=== Region pointing data ===
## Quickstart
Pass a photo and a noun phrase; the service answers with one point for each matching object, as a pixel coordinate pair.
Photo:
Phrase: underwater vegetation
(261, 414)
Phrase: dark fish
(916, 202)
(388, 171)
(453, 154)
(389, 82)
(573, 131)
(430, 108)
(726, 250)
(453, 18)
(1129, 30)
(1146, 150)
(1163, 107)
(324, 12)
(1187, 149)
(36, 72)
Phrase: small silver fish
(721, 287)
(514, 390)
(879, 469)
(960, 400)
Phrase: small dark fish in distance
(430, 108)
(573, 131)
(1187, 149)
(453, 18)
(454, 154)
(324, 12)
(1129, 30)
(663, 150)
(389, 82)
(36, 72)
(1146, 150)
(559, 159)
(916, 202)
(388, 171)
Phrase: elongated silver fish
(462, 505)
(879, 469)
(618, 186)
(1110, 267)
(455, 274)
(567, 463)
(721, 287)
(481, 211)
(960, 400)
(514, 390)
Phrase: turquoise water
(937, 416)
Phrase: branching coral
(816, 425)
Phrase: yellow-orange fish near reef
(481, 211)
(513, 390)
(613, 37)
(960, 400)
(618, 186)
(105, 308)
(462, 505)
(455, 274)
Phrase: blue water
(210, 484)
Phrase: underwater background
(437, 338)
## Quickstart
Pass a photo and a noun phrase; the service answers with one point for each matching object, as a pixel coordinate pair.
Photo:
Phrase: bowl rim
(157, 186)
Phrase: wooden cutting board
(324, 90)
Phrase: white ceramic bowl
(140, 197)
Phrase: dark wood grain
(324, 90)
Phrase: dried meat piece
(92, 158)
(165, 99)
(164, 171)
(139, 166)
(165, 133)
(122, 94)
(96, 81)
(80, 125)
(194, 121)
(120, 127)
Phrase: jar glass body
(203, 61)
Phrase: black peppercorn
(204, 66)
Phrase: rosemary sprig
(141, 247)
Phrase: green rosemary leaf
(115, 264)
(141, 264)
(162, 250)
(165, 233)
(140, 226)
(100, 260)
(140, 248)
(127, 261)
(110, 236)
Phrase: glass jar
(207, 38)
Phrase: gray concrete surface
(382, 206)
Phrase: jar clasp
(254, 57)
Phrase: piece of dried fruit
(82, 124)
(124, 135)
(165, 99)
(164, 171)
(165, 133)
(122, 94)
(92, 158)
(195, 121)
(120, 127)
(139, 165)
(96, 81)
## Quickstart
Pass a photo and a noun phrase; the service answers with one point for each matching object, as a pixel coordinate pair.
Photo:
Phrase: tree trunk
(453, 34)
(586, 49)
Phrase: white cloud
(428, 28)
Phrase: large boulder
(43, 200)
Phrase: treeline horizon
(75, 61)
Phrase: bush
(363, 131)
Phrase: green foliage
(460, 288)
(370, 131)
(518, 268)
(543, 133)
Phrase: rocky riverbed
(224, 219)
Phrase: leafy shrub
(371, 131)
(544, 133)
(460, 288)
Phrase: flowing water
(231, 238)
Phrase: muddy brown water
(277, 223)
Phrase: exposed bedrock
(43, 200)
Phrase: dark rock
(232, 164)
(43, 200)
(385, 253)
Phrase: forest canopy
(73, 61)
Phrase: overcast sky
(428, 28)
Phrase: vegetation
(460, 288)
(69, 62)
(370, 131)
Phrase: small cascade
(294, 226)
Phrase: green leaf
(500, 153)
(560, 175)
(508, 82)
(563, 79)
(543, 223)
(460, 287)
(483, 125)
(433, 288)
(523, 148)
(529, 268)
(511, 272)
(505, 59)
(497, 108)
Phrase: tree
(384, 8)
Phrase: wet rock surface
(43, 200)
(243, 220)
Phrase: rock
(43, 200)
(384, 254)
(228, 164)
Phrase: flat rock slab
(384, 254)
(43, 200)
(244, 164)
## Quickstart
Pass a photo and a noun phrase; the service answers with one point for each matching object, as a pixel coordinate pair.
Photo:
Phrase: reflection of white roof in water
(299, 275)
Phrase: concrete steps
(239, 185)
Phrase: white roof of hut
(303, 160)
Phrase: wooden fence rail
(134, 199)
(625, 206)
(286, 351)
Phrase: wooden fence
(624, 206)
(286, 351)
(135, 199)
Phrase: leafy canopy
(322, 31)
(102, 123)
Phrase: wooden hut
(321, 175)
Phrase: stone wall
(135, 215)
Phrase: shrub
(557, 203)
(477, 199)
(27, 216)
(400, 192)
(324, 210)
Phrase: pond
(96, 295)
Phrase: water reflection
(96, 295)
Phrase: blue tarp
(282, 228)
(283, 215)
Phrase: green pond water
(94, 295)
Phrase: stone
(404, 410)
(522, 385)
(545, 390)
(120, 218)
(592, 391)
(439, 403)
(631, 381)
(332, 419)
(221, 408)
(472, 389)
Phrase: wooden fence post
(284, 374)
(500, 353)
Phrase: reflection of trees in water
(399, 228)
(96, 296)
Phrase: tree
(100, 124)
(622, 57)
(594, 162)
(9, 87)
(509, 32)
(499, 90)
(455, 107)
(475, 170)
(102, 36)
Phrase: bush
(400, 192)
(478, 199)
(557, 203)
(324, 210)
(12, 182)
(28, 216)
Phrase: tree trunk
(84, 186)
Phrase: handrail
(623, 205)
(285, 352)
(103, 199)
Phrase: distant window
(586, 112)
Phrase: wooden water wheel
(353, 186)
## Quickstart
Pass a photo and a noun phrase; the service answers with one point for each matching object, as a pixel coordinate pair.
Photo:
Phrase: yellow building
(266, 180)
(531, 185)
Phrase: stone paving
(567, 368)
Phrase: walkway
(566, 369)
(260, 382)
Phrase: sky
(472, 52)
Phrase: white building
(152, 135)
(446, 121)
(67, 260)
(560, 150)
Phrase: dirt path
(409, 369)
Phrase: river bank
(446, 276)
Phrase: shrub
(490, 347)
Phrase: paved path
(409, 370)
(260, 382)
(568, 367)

=== EXERCISE REQUIREMENTS ===
Retype the data shown above so that each line matches the original.

=== EXERCISE OUTPUT ===
## Quickstart
Pass a photo and a noun phrase; the service answers with one point for each matching object, as a pixel coordinate pair.
Photo:
Phrase: underwater vegetation
(261, 414)
Phrase: dark fish
(916, 202)
(388, 171)
(453, 154)
(389, 82)
(573, 131)
(430, 108)
(726, 250)
(453, 18)
(1129, 30)
(1146, 150)
(1163, 107)
(324, 12)
(1187, 149)
(36, 72)
Phrase: small silver fish
(721, 287)
(514, 390)
(879, 469)
(960, 400)
Phrase: small dark fish in distance
(430, 108)
(573, 131)
(1187, 149)
(453, 18)
(454, 154)
(324, 12)
(1129, 30)
(663, 150)
(389, 82)
(36, 72)
(1146, 150)
(559, 159)
(916, 202)
(388, 171)
Phrase: elongated silver fish
(462, 505)
(879, 469)
(618, 186)
(1110, 267)
(455, 274)
(567, 463)
(721, 287)
(481, 211)
(960, 400)
(514, 390)
Phrase: turquoise water
(937, 416)
Phrase: branching coral
(816, 425)
Phrase: yellow-orange fish near reef
(481, 211)
(513, 390)
(613, 37)
(960, 400)
(618, 186)
(105, 308)
(462, 505)
(455, 274)
Phrase: blue water
(210, 484)
Phrase: underwater background
(437, 338)
## Quickstart
Pass a photo and a noun phrase; the service answers with one point for each matching object, as a pixel coordinate pair.
Photo:
Phrase: bowl rim
(157, 186)
Phrase: wooden cutting board
(324, 90)
Phrase: white ceramic bowl
(140, 197)
Phrase: dark wood grain
(324, 90)
Phrase: dried meat piece
(92, 158)
(165, 99)
(164, 171)
(139, 166)
(165, 133)
(122, 94)
(96, 81)
(80, 125)
(194, 121)
(120, 127)
Phrase: jar glass body
(203, 61)
Phrase: black peppercorn
(204, 66)
Phrase: rosemary sprig
(141, 247)
Phrase: green rosemary leaf
(115, 264)
(141, 264)
(162, 250)
(165, 233)
(140, 226)
(100, 260)
(140, 248)
(127, 261)
(110, 236)
Phrase: glass jar
(207, 38)
Phrase: gray concrete surface
(382, 206)
Phrase: jar clasp
(254, 57)
Phrase: piece of dried fruit
(82, 124)
(124, 135)
(165, 99)
(164, 171)
(165, 133)
(122, 94)
(92, 158)
(195, 121)
(120, 127)
(139, 165)
(96, 81)
## Quickstart
Pass a photo and a noun phrase; the service answers with one point for each matching object, as a pixel coordinate pair.
Photo:
Phrase: tree trunk
(453, 34)
(586, 49)
Phrase: white cloud
(428, 28)
Phrase: large boulder
(43, 200)
Phrase: treeline horizon
(75, 61)
Phrase: bush
(363, 131)
Phrase: green foliage
(460, 288)
(370, 131)
(518, 268)
(543, 133)
Phrase: rocky riverbed
(224, 219)
Phrase: leafy shrub
(371, 131)
(544, 133)
(460, 288)
Phrase: flowing water
(231, 238)
Phrase: muddy brown water
(277, 223)
Phrase: exposed bedrock
(43, 200)
Phrase: dark rock
(232, 164)
(43, 200)
(385, 253)
Phrase: forest canopy
(73, 61)
Phrase: overcast sky
(428, 28)
Phrase: vegetation
(460, 288)
(69, 62)
(370, 131)
Phrase: small cascade
(294, 226)
Phrase: green leaf
(500, 153)
(560, 175)
(508, 82)
(563, 79)
(543, 223)
(460, 287)
(483, 125)
(433, 288)
(523, 148)
(529, 268)
(511, 272)
(505, 59)
(497, 108)
Phrase: tree
(384, 8)
Phrase: wet rock surface
(43, 200)
(243, 220)
Phrase: rock
(43, 200)
(384, 254)
(228, 164)
Phrase: flat rock slab
(384, 254)
(43, 200)
(244, 164)
## Quickstart
Pass a photo and a noun phrase; the service answers with one point for each matching object, as a pixel coordinate pair.
Photo:
Phrase: reflection of white roof in water
(299, 275)
Phrase: concrete steps
(239, 185)
Phrase: white roof of hut
(303, 160)
Phrase: wooden fence rail
(134, 199)
(625, 206)
(286, 351)
Phrase: wooden fence
(624, 206)
(286, 351)
(135, 199)
Phrase: leafy canopy
(322, 31)
(102, 123)
Phrase: wooden hut
(321, 175)
Phrase: stone wall
(135, 215)
Phrase: shrub
(557, 203)
(477, 199)
(27, 216)
(400, 192)
(324, 210)
Phrase: pond
(96, 295)
Phrase: water reflection
(96, 295)
Phrase: blue tarp
(282, 228)
(283, 215)
Phrase: green pond water
(94, 295)
Phrase: stone
(404, 410)
(522, 385)
(545, 390)
(120, 218)
(592, 391)
(439, 403)
(631, 381)
(332, 419)
(221, 408)
(472, 389)
Phrase: wooden fence post
(284, 374)
(500, 353)
Phrase: reflection of trees in water
(399, 228)
(96, 296)
Phrase: tree
(100, 124)
(622, 57)
(594, 162)
(9, 87)
(509, 32)
(499, 90)
(455, 107)
(475, 170)
(102, 36)
Phrase: bush
(400, 192)
(478, 199)
(557, 203)
(324, 210)
(12, 182)
(28, 216)
Phrase: tree trunk
(84, 186)
Phrase: handrail
(623, 205)
(285, 352)
(103, 199)
Phrase: distant window
(586, 112)
Phrase: wooden water wheel
(353, 186)
## Quickstart
Pass a photo and a noun phrase; the service answers with one point for each matching object, as a pixel coordinate pair.
Photo:
Phrase: yellow building
(266, 180)
(531, 185)
Phrase: stone paving
(567, 368)
Phrase: walkway
(566, 369)
(260, 382)
Phrase: sky
(472, 52)
Phrase: white building
(152, 135)
(446, 121)
(67, 260)
(560, 150)
Phrase: dirt path
(409, 369)
Phrase: river bank
(446, 276)
Phrase: shrub
(490, 347)
Phrase: paved path
(409, 370)
(260, 382)
(568, 367)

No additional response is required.